===== Source extract =====

Governor Schwarzenegger’s Chance to Lead

By John Van de Kamp

Health care reform hasn’t made it to the Governor’s desk this year, but 3 crucial public safety bills have. Governor Schwarzenegger has the opportunity to sign landmark legislation that would help prevent wrongful convictions in California, and make this state a leader in addressing a serious nationwide problem.

How serious is the problem? When the innocent go to prison, the guilty go free. That is a very serious public safety problem. And it happens more often then most people think.

Just recently, Stephen Colbert interviewed the 200th DNA exoneree, Jerry Miller. Colbert gave him a card on behalf of “society” saying “Sorry.” Here in California, Herman Atkins spent 12 years in prison for a crime he didn’t commit. Here is Herman Atkins’ story:

Harold Hall spent more than 19 years in prison, and was nearly sentenced to death. Over 200 other wrongfully convicted men and women have been exonerated by DNA evidence, but all too often these errors could have been avoided. Now Governor Schwarzenegger has a chance to show Colbert and the nation what we can do: California can do more than saying
“Sorry.”

Commentators from both sides of the aisle are supporting these bills for just the same reasons: they address glaring problems that need repair, and they protect public safety.  By signing these bills, Governor Schwarzenegger will help law enforcement solve and prosecute crimes, while also protecting the innocent from wrongful conviction.

=====

• **Work task A**:
Answer these questions from the commentary on wrongful convictions, one line each:
(i) How many public safety bills have reached the Governor's desk this year?
(ii) Whom did Stephen Colbert recently interview?
(iii) How long did Harold Hall spend in prison?
• **Work task B**:
From the commentary on wrongful convictions, set down word for word the passage starting at "How serious is" and ending at "most people think.".

===== Records shown =====

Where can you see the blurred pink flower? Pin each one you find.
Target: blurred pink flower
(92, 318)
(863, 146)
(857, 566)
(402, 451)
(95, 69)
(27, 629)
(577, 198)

=====
===== Records shown =====

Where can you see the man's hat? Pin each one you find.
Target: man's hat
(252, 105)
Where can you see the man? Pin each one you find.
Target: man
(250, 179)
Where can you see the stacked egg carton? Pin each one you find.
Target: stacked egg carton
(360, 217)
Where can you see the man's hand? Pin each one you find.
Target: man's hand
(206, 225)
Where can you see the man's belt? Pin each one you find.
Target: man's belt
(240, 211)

=====
===== Records shown =====

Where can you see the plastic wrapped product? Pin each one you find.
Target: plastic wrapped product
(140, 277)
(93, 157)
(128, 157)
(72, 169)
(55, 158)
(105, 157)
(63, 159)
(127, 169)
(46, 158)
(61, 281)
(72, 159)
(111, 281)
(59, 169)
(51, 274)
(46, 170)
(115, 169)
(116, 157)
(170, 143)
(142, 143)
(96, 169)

=====

• **Answer A**:
(i) Three.
(ii) Jerry Miller, the 200th DNA exoneree.
(iii) More than 19 years.

• **Answer B**:
How serious is the problem? When the innocent go to prison, the guilty go free. That is a very serious public safety problem. And it happens more often then most people think.